Esoteric Ebb Review: A Chaotic Yet Charming Adventure of Good Intentions
Esoteric Ebb Review: A Brilliant Fantasy CRPG With Disco Elysium Energy
Esoteric Ebb is a fantasy CRPG that wears its inspirations proudly while still finding a strange, funny, and thoughtful identity of its own. It is clearly influenced by games like Disco Elysium, Planescape: Torment, and Baldur’s Gate 3, but it does not feel like a hollow imitation. Instead, it uses familiar role-playing structures to tell a colorful story about politics, faith, morality, identity, and one very confused Cleric trying to understand both himself and the city around him.
The game is funny, dense, strange, and surprisingly sharp. It can move from a ridiculous fantasy joke to a serious discussion about ideology without losing control of its tone. That balance is what makes Esoteric Ebb special. It is not just a comedy RPG. It is not just a political RPG. It is a compact but richly written adventure that understands how to make absurdity and seriousness work together.
Set in the city of Norvik, Esoteric Ebb gives players a mystery to solve, a political crisis to navigate, and a protagonist to shape through choices, dice rolls, dialogue, and failure. The result is one of the most memorable indie RPGs for players who enjoy deep conversations, weird fantasy worlds, and role-playing systems that reward curiosity.

* _Exercise_: Resume the Esoteric Ebb review from the point where it stops, keeping its tone and style. The lines that follow come from a separate source.

* _Information provided_:
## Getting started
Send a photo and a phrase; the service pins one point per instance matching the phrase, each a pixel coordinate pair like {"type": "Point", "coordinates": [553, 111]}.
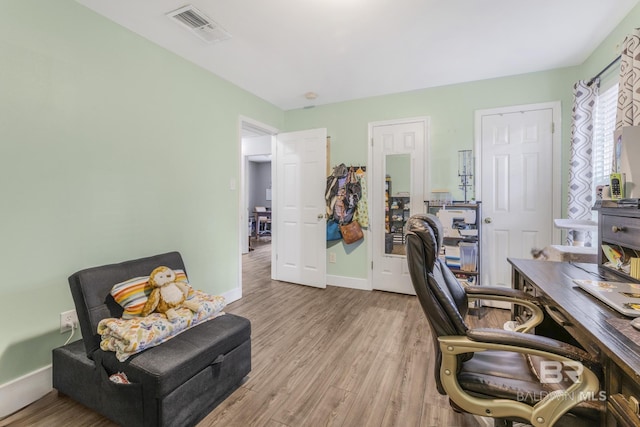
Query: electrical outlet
{"type": "Point", "coordinates": [68, 318]}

* _The answer_:
A Strange Mystery in the City of Norvik
In Esoteric Ebb, you play as the Cleric, a magical savant and obvious disaster of a person who is sent by the magistrate to investigate an explosion at a tea shop in Norvik. That simple assignment quickly becomes more complicated. The city is in the middle of a major referendum, and nearly everyone has an opinion about its future.
Norvik is being pulled between competing political forces. The Nationalists, who worship Urth, have guided the city since its founding but have also hardened the beliefs and systems now being questioned. The wealthy Freestriders are pushing their way toward power with money and influence. Meanwhile, Azgalism offers a dwarven-born egalitarian alternative that appeals to those looking for a different kind of future.
This gives the investigation a strong political backdrop. The tea shop explosion is not just a crime scene. It is a spark inside a city already filled with pressure, ideology, uncertainty, and resentment. Every conversation feels like it might reveal something about Norvik’s larger tensions.
The Cleric Is a Wonderful Mess
The Cleric begins the game in a strange state, having been found dead at the bottom of a river and revived by an unusual mortician and dentist. That opening immediately tells you what kind of game Esoteric Ebb wants to be: bizarre, comic, unsettling, and oddly sincere.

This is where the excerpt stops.